Zed Lopez

From Map to Territory

RPG scenario writing advice tends to be about the situation – the characters, the setting, and a broad plot that can provide interesting outcomes to player characters’ choices on the way (it’s to be hoped) to an outcome that feels satisfying. And certainly all of that is crucially important stuff.

What I haven’t seen so much about is how one organizes the material and designs the document to facilitate the understanding of the scenario the gamemaster will need, and the easy access to the appropriate information the GM will need. The problem Robin Laws notes in The Threefold Path of RPG Reading applies to scenarios as well as game corebooks: they need to function as both tutorial and reference. In fact, I’ve get to find any scenario whose presentation I found particularly satisfying.

It’s a problem that needs information architecture and interaction design that it hasn’t gotten, and isn’t especially likely to. There’s not much money overall to be had from the industry – even the seemingly big companies tend to have one or two full-time employees and a bunch of freelancers doing work-for-hire. And amazing, wonderful works are being created and published under those circumstances!

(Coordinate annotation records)
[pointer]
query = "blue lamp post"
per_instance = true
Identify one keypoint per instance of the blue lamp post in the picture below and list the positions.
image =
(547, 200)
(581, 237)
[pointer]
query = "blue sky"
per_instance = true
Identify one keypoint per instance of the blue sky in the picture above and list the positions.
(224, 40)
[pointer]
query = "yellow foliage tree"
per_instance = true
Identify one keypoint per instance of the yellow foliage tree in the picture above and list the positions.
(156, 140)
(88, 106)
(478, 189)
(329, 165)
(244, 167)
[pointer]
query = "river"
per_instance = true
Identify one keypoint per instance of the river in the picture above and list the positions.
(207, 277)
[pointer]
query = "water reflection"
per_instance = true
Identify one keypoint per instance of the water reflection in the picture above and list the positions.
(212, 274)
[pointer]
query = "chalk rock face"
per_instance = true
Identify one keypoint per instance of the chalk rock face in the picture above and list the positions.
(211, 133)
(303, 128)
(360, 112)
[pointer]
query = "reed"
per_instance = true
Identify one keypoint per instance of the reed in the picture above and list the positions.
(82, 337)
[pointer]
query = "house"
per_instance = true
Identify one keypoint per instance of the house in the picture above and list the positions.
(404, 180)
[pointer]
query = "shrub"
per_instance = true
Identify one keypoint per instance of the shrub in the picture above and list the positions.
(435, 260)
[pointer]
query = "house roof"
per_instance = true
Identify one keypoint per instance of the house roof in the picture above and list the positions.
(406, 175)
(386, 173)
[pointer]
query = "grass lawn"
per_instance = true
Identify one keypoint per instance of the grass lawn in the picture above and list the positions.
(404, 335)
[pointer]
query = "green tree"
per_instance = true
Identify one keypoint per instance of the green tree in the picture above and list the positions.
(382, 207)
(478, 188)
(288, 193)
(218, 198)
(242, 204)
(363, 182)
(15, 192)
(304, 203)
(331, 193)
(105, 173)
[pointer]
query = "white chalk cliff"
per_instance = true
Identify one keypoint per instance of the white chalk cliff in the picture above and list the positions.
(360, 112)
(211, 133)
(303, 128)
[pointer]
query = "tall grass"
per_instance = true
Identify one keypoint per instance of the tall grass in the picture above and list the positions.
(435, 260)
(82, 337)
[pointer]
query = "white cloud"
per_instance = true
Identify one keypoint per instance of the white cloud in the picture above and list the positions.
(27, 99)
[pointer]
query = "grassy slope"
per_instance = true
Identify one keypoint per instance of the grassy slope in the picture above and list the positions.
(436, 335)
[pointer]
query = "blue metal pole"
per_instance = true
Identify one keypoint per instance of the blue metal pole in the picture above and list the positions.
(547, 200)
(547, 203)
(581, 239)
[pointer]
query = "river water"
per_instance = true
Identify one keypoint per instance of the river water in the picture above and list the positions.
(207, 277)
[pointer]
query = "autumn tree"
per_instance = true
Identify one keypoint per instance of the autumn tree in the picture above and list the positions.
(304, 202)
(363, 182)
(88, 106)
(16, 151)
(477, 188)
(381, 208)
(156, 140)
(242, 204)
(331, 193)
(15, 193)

[Directions]:
a) Copy the scenario-writing post from "It’s a problem" to "under those circumstances!".
b) According to the scenario-writing post, what does RPG scenario writing advice usually focus on? List each element it names.
c) Why, according to the scenario-writing post, is scenario design unlikely to get the information architecture and interaction design it needs?
These records were drawn from a separate source.

[Outputs]:
a)
It’s a problem that needs information architecture and interaction design that it hasn’t gotten, and isn’t especially likely to. There’s not much money overall to be had from the industry – even the seemingly big companies tend to have one or two full-time employees and a bunch of freelancers doing work-for-hire. And amazing, wonderful works are being created and published under those circumstances!

b)
The characters
The setting
A broad plot

c) There's not much money to be made in the industry. Even the seemingly big companies tend to have only one or two full-time employees and rely on a group of freelancers doing work-for-hire.